• [SELECTED TEXT]:
-*-

The difference in interpretations of cancel culture in the United States has a pronounced correlation to ideology. According to Pew Research, the vast majority (75%) of Democratic Party supporters believe that cancel culture allows people to be held accountable for their wrongdoings. Among Republicans, only 39% share this idea, and the majority (56%) believe that cancel culture is used to punish innocent citizens.

Regardless of ideological attitudes, these interpretations highlight two essential aspects of the "new ostracism". First, cancel culture acts as a sanction tool, a punishment for unacceptable behaviour (real or potential). Second, cancel culture can be used as a mechanism for managing the socio-political agenda. In the second case, it is not about the “whip” of public censure and expulsion from social networks to influence someone's actions, but about the exclusion of unwanted judgments from the information field. So we see the “cancellation” of the opponent's position in the public space.

-*-

• [PROBLEMS TO SOLVE]:
1. In the cancel culture passage, rewrite everything from "The difference in" down to "punish innocent citizens.", replacing "wrongdoings" with "misdeeds".
2. Answer these questions from the cancel culture passage:
(a) Which organization's research is cited for the figures on party supporters?
(b) What percentage of Democratic Party supporters believe cancel culture allows people to be held accountable?
(c) In the second aspect described, what can cancel culture be used as?

-*-

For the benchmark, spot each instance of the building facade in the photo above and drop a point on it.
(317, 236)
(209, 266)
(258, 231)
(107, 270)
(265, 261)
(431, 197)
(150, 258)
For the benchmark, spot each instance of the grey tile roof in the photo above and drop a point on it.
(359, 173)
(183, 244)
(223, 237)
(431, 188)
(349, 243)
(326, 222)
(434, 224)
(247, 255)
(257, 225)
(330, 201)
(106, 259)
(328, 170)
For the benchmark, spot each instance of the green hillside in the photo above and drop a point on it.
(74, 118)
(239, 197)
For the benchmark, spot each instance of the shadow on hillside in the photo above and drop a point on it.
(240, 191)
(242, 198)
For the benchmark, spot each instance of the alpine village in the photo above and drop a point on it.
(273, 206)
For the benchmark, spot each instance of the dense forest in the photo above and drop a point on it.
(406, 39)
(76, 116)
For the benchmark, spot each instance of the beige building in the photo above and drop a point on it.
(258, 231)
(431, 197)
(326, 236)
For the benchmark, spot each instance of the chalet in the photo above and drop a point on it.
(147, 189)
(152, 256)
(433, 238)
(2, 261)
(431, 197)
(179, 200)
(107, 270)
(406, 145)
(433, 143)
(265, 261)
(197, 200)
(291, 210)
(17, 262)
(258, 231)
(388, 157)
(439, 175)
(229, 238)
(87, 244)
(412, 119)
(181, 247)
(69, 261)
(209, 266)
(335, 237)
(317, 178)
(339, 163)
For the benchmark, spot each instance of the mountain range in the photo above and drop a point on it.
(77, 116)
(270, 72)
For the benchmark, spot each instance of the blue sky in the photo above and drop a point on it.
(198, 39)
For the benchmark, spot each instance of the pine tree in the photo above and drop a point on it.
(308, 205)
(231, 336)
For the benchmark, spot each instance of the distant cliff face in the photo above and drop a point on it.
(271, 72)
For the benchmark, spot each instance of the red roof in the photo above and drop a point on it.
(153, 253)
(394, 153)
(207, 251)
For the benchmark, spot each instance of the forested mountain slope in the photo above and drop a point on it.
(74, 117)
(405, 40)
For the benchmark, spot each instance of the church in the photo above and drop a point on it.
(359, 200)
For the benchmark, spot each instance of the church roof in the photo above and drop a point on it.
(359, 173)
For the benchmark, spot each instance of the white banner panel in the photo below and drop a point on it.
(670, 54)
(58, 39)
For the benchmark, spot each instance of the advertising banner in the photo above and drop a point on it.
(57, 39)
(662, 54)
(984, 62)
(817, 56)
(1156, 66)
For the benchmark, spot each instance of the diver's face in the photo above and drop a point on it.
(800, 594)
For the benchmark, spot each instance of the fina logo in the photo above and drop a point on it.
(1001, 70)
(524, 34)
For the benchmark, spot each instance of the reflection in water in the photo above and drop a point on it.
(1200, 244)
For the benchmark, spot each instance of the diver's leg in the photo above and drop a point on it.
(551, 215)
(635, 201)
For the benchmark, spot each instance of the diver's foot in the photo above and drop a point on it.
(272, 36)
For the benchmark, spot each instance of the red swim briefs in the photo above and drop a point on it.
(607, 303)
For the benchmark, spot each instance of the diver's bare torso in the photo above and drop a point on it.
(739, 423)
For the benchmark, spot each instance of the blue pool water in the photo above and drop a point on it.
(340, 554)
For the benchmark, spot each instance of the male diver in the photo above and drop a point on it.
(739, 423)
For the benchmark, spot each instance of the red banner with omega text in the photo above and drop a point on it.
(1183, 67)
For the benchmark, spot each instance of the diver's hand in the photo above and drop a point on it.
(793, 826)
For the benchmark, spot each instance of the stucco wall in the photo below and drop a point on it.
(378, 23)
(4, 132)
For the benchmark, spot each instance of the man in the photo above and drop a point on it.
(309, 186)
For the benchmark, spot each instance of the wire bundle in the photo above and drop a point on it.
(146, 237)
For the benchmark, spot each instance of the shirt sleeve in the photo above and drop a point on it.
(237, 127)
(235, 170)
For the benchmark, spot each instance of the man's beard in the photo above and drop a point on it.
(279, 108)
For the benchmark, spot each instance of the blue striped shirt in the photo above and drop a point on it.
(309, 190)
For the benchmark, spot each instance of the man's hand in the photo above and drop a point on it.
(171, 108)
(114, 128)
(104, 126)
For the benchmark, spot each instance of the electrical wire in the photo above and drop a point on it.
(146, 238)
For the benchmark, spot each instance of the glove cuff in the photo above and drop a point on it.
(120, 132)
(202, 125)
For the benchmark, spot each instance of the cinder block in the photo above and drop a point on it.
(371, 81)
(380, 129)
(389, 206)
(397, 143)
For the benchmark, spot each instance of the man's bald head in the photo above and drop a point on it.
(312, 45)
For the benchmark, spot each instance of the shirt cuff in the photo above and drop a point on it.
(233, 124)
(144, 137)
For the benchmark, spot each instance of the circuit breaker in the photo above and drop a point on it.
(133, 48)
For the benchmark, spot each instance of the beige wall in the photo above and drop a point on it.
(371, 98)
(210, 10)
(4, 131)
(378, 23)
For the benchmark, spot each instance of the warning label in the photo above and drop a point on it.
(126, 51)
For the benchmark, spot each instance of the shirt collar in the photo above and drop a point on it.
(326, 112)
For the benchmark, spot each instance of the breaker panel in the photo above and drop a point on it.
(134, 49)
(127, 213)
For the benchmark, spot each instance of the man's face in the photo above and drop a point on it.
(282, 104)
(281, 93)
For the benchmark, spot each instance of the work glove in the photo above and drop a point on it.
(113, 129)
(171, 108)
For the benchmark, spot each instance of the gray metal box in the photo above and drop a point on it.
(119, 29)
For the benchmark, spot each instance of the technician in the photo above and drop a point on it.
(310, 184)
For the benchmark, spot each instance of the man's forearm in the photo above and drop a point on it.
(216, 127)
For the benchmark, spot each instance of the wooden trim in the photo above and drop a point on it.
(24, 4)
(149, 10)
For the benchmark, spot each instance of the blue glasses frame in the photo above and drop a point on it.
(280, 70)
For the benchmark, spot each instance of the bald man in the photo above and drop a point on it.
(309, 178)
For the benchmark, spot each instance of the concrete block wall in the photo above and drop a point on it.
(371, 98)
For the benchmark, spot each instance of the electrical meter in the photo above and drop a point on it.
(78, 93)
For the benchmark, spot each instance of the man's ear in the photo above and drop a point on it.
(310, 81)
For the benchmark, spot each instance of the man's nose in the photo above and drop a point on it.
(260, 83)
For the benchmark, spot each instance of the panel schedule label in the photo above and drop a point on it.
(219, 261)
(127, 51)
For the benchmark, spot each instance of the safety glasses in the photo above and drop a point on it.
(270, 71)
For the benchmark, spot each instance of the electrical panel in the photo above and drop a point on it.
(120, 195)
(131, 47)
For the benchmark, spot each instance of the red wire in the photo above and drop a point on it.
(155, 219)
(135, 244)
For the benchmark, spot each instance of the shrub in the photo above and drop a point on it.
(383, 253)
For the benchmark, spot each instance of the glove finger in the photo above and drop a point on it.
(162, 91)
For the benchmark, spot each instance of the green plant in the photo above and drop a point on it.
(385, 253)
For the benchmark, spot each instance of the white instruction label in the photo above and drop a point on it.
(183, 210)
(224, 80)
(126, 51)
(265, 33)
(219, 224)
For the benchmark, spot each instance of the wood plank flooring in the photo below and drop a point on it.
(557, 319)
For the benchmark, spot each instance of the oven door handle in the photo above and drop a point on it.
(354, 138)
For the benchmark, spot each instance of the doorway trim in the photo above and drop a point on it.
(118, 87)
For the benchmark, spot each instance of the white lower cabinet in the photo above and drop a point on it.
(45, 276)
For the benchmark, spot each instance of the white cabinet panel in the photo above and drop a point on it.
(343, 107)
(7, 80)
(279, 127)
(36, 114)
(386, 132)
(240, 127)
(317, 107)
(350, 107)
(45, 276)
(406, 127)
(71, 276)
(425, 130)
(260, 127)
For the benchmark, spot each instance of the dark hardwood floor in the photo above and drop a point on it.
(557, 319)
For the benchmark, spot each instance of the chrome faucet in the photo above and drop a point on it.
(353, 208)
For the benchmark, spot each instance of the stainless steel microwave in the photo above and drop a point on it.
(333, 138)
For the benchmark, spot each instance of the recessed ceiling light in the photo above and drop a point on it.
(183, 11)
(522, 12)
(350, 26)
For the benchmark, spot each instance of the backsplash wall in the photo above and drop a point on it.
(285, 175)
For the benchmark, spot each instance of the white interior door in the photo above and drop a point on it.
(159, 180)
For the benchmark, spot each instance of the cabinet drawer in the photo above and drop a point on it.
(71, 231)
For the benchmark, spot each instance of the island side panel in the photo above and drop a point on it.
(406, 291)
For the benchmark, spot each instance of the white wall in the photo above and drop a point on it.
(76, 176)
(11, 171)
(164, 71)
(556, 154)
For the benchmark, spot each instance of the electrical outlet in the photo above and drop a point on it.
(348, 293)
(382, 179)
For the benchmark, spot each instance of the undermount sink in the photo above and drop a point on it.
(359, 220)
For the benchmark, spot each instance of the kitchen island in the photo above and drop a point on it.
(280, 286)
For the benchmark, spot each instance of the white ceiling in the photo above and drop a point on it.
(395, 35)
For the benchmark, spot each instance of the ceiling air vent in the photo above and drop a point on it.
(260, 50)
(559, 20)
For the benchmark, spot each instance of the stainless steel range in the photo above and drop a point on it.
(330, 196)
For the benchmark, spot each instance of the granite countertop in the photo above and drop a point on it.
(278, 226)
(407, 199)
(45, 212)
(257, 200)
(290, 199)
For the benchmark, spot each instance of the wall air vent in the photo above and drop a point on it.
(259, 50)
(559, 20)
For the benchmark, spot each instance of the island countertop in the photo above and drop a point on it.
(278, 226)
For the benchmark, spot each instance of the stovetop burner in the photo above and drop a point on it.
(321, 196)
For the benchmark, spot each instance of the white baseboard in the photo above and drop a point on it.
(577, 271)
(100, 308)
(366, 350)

-*-

• [EXERCISE RESPONSES]:
1.
The difference in interpretations of cancel culture in the United States has a pronounced correlation to ideology. According to Pew Research, the vast majority (75%) of Democratic Party supporters believe that cancel culture allows people to be held accountable for their misdeeds. Among Republicans, only 39% share this idea, and the majority (56%) believe that cancel culture is used to punish innocent citizens.

2.
(a) Pew Research
(b) 75%
(c) A mechanism for managing the socio-political agenda